● **Supplied passage**:
## start
Simulation of normal distributed data

# Set parameter values
n <- 1000
beta_0 <- 600 
beta_1 <- 30
sigma <- 50
# Model coefficients
coef(model)
(Intercept)    mubeta_1 
      598.1        35.4 
# Standard deviation
sigma(model)
[1] 60.4

Simulation: equality of variance

# Set parameter values
n <- 1000
beta_0 <- 600 
beta_1 <- 30
sigma <- 150
# Model coefficients
coef(model)
(Intercept)    mubeta_1 
      602.2        32.7 
# Standard deviation
sigma(model)
[1] 172

Simulation: exercise

  • Work through the scripts
    • exercises/normal_model_simulation_1.R
    • exercises/normal_model_simulation_2.R
  • You will need to complete the scripts.
  • Then observe how changing the number of observations affects the estimates.

Real data

  • In real life we don’t know the true parameter values as we do in simulations.
  • We can use linear models to estimate parameter values from the data.
  • Maximum likelihood estimation: for which set of parameter values are the data most likely.
  • We also don’t know what underlying process generates our real data.
  • For the simulated data we know that the process is a normal distribution because rnorm samples normally distributed data.

Real data

  • Sometimes even simulated data don’t appear normal distribution because the sample is too small.
blomkvist <- read_csv("../data/blomkvist.csv") %>% 
  select(id, sex, rt = rt_hand_d)
Rows: 267
Columns: 3
$ id  <dbl> 1, 2, 3, 4, 5, 6, 7, 8, 9, 10, 11, 1…
$ sex <chr> "male", "female", "female", "female"…
$ rt  <dbl> 702, 471, 639, 708, 607, 542, 571, 5…
  • Observed data are by-participant means, meaning the central limit theorem applies.
  • Yet, reaction times are notoriously skewed (cause they have lower but no upper bound; see Baayen 2008).

Real data

Sometimes even simulated data don’t appear normal distribution because the sample is too small.

blomkvist <- read_csv("../data/blomkvist.csv") %>% 
  select(id, sex, rt = rt_hand_d) %>% 
  mutate(log_rt = log(rt))
Rows: 267
Columns: 4
$ id     <dbl> 1, 2, 3, 4, 5, 6, 7, 8, 9, 10, 11…
$ sex    <chr> "male", "female", "female", "fema…
$ rt     <dbl> 702, 471, 639, 708, 607, 542, 571…
$ log_rt <dbl> 6.55, 6.15, 6.46, 6.56, 6.41, 6.2…
  • Observed data are by-participant means, meaning the central limit theorem applies.
  • Yet, reaction times are notoriously skewed (cause they have lower but no upper bound; see Baayen 2008).

Real data

  • Data are unimodal, roughly normal distributed (there is some positive skew).
  • Variance is roughly the same in both groups.
  • There seem to be more longer rts for males (?).
## end
● **Rows excerpted from a collection**:
## start
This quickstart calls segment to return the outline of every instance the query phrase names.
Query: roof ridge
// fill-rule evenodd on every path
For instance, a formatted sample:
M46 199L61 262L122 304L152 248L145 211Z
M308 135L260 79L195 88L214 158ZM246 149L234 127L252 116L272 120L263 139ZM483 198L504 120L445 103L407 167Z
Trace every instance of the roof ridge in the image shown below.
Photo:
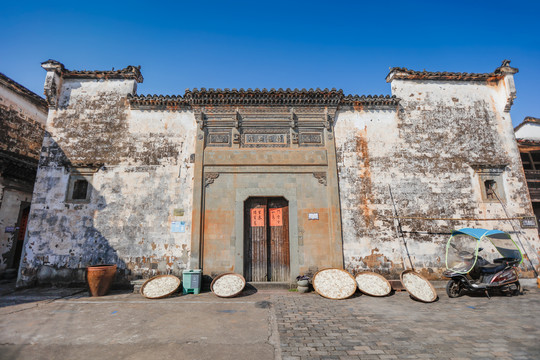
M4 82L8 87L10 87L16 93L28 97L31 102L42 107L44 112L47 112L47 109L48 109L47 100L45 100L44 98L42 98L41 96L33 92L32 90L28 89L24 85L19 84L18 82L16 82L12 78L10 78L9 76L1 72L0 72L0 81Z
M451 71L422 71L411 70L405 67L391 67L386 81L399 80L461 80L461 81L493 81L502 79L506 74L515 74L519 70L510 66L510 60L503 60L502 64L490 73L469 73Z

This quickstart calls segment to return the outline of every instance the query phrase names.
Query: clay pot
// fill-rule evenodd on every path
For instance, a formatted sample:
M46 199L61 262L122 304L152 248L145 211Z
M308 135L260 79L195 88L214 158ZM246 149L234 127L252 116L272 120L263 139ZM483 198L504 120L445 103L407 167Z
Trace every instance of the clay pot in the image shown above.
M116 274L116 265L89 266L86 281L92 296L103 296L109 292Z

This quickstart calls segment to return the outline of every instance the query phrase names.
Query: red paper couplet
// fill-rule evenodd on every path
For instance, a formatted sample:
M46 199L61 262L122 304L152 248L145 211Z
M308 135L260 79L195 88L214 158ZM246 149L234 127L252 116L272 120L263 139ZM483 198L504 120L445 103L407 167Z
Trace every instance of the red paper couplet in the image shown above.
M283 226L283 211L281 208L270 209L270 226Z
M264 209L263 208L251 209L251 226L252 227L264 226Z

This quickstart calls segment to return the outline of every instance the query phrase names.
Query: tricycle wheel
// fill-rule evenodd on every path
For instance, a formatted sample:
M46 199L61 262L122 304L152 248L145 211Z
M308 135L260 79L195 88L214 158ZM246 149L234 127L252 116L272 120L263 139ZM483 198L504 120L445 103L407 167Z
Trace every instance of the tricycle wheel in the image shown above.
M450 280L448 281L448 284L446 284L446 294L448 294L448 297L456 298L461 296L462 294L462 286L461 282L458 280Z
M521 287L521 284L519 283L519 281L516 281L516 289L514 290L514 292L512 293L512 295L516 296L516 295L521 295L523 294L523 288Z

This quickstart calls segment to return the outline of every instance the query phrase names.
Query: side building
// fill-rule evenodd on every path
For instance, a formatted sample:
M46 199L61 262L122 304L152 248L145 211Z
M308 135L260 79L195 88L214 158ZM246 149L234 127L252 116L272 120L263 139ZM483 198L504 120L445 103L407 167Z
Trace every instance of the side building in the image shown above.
## end
● **What is being asked**:
Reproduce the stretch of the simulation slides from "Simulation: exercise" through "our real data." word for word.

● **Response to the task**:
Simulation: exercise

  • Work through the scripts
    • exercises/normal_model_simulation_1.R
    • exercises/normal_model_simulation_2.R
  • You will need to complete the scripts.
  • Then observe how changing the number of observations affects the estimates.

Real data

  • In real life we don’t know the true parameter values as we do in simulations.
  • We can use linear models to estimate parameter values from the data.
  • Maximum likelihood estimation: for which set of parameter values are the data most likely.
  • We also don’t know what underlying process generates our real data.